### Письменное задание:
Перепишете дословно отрывок из приведенного ниже текста о плавании Дежнева, начав с места, где стоят слова «И наконец мореходы», и остановившись после слов «у его подножья.»?

Подняты каменные якоря, скрипят тяжелые весла, и 20 июня 1648 года все шесть деревянных китов медленно идут вниз по Колыме до моря. Там они, качаясь, зарываясь в океанские волны, поднимаясь на синие хребты океана, начинают свой путь к Аниану...
ОСТРОВА «ЗУБАТЫХ ЛЮДЕЙ»
Вдоль морского берега шли кочи. За Чаунской губой начинались не ведомые никому места, даже если в отряде Дежнева был «вож», ранее плававший с Исаем Игнатьевым.
Три коча бесследно исчезли в первом пути. Где стряслась эта беда – неизвестно. Никаких подробностей похода до Большого Каменного Носа не сохранилось.
Мы можем только догадываться о том, как плыли сосновые киты на восток мимо высоких мысов, через пролив, к северу от которого лежит морская земля. В ясную, солнечную погоду с мыса Якан виден остров, который мы зовем теперь островом Врангеля. Дежнев не мог не искать конца каменного морского пояса, который так тревожил воображение колымских мореходов. Прошли и тот мыс, окруженный исполинскими каменными столбами, который потом получил поэтическое название «Сердце-Камень».
И наконец мореходы увидели темный и грозный Большой Каменный Нос. Издали должно было казаться, что мыс не имеет конца – так далеко простирался он в море. Его всегда принимали за остров. Угрюмый, окруженный громкими бурунами, он подставлял ветрам свою черную каменную грудь. Тридцатисаженные глубины колыхались у его подножья.
Здесь разбило коч, на котором плыл Герасим Анкудинов, и Дежнев с Федотом Поповым «имали на свои суды» людей Герасима. Сам Анкудинов перешел в ладью Федота. Кожаные паруса наполнялись ветрами, встречавшимися у двух океанов. Огромные весла кочей погружались в воды Анианского прохода! Сказочный пролив был обретен Дежневым и его товарищами в августе 1648 года. Но они не знали о величии своего подвига и были преданы простым житейским заботам.
Однако у Семена Дежнева нашлось и время, и желание подробно осмотреть Большой Каменный Нос. Все это пригодилось ему для составления будущих «отписок». Он видел «башню» из костей кита, воздвигнутую чукчами у речки близ их становья, – жилище пли приметный знак для чукотских поморян и жителей восточного берега Аниана? Пока люди с разбитого анкудиновского коча сушили оленьи торбаса и мезенские бахилы и отогревались, можно было много увидеть и узнать.

### Предоставленные данные:
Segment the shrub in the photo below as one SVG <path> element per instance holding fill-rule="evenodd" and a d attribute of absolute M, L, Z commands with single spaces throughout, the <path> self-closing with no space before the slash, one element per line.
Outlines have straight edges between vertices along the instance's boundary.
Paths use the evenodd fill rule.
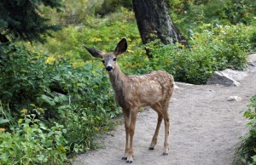
<path fill-rule="evenodd" d="M 2 134 L 3 141 L 3 139 L 7 140 L 3 147 L 16 143 L 17 145 L 32 145 L 28 151 L 22 152 L 22 161 L 37 164 L 49 161 L 54 164 L 61 163 L 67 159 L 67 155 L 96 147 L 94 141 L 99 130 L 111 128 L 109 119 L 120 113 L 113 101 L 105 71 L 96 67 L 100 63 L 88 63 L 79 68 L 73 68 L 64 60 L 49 64 L 45 60 L 47 56 L 32 54 L 17 43 L 1 45 L 0 50 L 0 57 L 3 60 L 0 63 L 3 117 L 0 117 L 0 128 L 6 131 Z M 20 110 L 26 110 L 26 114 L 20 114 Z M 20 131 L 24 128 L 31 129 L 32 132 L 27 134 L 32 134 Z M 55 134 L 59 134 L 61 128 L 65 131 L 57 137 Z M 49 135 L 51 134 L 49 130 L 58 132 Z M 36 139 L 29 139 L 27 143 L 20 145 L 20 142 L 26 140 L 28 136 Z M 38 138 L 42 144 L 38 144 L 38 136 L 44 139 Z M 53 142 L 53 145 L 48 145 L 45 136 L 49 139 L 60 136 L 61 139 Z M 8 139 L 15 141 L 8 142 Z M 40 149 L 38 155 L 42 155 L 41 157 L 37 158 L 35 155 L 35 159 L 31 158 L 34 155 L 30 151 L 34 147 Z M 56 150 L 56 152 L 49 153 L 44 150 Z M 6 162 L 12 160 L 9 150 L 3 149 L 1 153 Z M 55 154 L 54 157 L 48 159 L 49 153 Z M 17 161 L 22 159 L 20 156 Z"/>
<path fill-rule="evenodd" d="M 62 164 L 67 160 L 69 146 L 63 136 L 67 130 L 57 122 L 50 128 L 45 126 L 37 117 L 42 111 L 33 106 L 28 113 L 23 109 L 17 126 L 10 125 L 9 132 L 1 128 L 1 164 Z"/>
<path fill-rule="evenodd" d="M 243 70 L 247 53 L 256 48 L 252 42 L 255 39 L 253 27 L 239 25 L 218 26 L 209 31 L 209 26 L 206 25 L 201 33 L 195 33 L 191 48 L 179 43 L 162 45 L 157 40 L 148 43 L 145 46 L 153 59 L 135 54 L 125 64 L 125 70 L 130 73 L 166 70 L 174 76 L 175 81 L 195 84 L 205 83 L 215 71 Z"/>

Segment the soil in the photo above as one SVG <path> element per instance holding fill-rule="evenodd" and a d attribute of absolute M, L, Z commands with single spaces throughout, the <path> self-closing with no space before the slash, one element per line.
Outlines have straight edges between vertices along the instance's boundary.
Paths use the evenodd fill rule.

### Решение ниже:
И наконец мореходы увидели темный и грозный Большой Каменный Нос. Издали должно было казаться, что мыс не имеет конца – так далеко простирался он в море. Его всегда принимали за остров. Угрюмый, окруженный громкими бурунами, он подставлял ветрам свою черную каменную грудь. Тридцатисаженные глубины колыхались у его подножья.